◆ **Written problem 1**
Can you reproduce the part of the Boost.Regex article that opens with "Thursday, November 4, 2010" and closes with "not so easy.", changing "regular expressions" to "regex patterns"?
◆ **Written problem 2**
How would you say this sentence from the Boost.Regex article in Spanish: "I adhere to the principle of least resistance."

◆ **Text section**
********************

Thursday, November 4, 2010

Getting Boost.Regex + Unicode to work with Microsoft VC++ 2010

[ This article pertains to Boost version 1.44. It may or may not remain useful in the future, when newer Boost versions appear, depending on how Boost.Regex’s developers would arrange the build process. ]

Although the subject above may seem to be overly specific, I think many people might want to use regular expressions with international text support in their programs being developed in Windows/Microsoft environment. I’m in no way a Boost.Regex expert or even seasoned Boost user. I just would like to share my “newbie” experience with programmers who are trying to achieve the same as I did. And for the current Boost’s version - 1.44 - it is not so easy.
And one thing should be mentioned before we start. I adhere to the principle of least resistance. For the process of software library linking that means the following: use vendor-supplied compiled binaries as much as you can and use your hands as sparingly as you can. Probably the moment when you need to build a library from sources (which can be quite troublesome) or do some manual tweaking will come. Maybe, but it’s a future, so leave all hassles for that future. For now we are going to get our libraries up and running, and to do it fast. At least on Windows platform, this approach seems to be sound.

********************

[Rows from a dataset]
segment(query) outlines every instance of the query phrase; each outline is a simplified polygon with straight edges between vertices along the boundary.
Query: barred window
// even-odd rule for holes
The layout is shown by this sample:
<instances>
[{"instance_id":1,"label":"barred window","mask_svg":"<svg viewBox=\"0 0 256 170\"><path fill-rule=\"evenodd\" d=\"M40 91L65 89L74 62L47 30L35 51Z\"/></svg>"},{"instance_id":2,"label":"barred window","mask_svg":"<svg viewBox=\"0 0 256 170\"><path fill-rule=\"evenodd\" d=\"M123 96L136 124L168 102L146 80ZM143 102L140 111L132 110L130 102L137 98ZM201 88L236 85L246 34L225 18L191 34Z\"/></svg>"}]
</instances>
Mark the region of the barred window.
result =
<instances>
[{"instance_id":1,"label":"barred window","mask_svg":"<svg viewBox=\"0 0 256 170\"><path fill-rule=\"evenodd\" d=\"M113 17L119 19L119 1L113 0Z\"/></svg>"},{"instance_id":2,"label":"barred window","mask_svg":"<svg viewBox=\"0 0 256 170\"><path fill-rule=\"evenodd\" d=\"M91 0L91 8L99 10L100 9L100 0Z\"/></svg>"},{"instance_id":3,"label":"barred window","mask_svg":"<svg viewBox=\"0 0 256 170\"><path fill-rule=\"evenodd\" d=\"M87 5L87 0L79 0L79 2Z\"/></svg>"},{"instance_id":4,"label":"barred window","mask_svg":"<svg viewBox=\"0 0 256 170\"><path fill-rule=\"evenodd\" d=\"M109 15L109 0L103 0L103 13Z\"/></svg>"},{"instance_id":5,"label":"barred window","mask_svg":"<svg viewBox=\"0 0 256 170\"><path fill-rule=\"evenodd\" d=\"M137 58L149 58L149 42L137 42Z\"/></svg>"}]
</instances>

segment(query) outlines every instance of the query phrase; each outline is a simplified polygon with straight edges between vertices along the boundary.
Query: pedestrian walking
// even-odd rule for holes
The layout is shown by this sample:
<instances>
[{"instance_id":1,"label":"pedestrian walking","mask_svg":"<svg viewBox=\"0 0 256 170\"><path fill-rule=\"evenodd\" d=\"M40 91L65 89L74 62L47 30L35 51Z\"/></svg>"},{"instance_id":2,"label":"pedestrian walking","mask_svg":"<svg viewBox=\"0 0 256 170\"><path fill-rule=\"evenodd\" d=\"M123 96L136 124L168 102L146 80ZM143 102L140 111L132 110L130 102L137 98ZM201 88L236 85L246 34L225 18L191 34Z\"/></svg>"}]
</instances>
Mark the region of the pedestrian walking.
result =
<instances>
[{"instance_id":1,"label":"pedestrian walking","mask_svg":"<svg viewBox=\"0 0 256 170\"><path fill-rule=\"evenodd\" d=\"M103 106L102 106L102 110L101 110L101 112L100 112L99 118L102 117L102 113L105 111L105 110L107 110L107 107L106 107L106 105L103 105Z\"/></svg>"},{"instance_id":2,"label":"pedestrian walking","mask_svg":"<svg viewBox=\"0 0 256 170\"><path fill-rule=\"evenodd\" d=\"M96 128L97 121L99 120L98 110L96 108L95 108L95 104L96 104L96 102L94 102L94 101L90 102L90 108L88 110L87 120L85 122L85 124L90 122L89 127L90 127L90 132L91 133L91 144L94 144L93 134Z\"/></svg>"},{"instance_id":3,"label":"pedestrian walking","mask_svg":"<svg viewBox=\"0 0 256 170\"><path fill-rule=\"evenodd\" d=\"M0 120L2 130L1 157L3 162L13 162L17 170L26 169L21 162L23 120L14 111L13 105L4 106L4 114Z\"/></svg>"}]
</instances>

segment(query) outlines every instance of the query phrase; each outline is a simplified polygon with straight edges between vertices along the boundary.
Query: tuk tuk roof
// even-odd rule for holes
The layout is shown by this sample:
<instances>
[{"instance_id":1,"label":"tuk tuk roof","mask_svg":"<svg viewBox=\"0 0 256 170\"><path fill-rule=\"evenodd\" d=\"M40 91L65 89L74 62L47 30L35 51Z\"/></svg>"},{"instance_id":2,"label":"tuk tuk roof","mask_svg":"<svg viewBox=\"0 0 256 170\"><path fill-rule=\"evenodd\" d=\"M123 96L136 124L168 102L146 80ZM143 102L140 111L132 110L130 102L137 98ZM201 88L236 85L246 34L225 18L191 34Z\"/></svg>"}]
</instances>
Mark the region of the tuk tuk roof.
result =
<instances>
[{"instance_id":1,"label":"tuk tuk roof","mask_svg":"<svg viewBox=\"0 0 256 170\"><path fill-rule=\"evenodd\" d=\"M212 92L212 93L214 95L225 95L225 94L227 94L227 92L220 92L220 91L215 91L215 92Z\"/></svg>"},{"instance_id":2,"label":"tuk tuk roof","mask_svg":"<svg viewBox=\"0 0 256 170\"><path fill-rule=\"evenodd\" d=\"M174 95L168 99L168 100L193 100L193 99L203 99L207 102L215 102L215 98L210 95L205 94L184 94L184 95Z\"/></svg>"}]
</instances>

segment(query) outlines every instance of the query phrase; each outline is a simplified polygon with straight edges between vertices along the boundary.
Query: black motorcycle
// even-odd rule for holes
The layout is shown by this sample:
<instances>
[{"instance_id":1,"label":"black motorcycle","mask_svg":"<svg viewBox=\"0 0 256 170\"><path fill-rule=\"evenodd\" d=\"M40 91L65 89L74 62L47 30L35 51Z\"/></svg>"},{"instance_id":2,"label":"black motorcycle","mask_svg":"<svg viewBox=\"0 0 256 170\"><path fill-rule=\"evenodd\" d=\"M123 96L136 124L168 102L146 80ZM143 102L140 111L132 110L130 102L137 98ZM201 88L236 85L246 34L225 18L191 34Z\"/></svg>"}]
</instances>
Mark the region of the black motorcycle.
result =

********************

◆ **Correct answer 1**
Thursday, November 4, 2010

Getting Boost.Regex + Unicode to work with Microsoft VC++ 2010

[ This article pertains to Boost version 1.44. It may or may not remain useful in the future, when newer Boost versions appear, depending on how Boost.Regex’s developers would arrange the build process. ]

Although the subject above may seem to be overly specific, I think many people might want to use regex patterns with international text support in their programs being developed in Windows/Microsoft environment. I’m in no way a Boost.Regex expert or even seasoned Boost user. I just would like to share my “newbie” experience with programmers who are trying to achieve the same as I did. And for the current Boost’s version - 1.44 - it is not so easy.

◆ **Correct answer 2**
Me adhiero al principio de menor resistencia.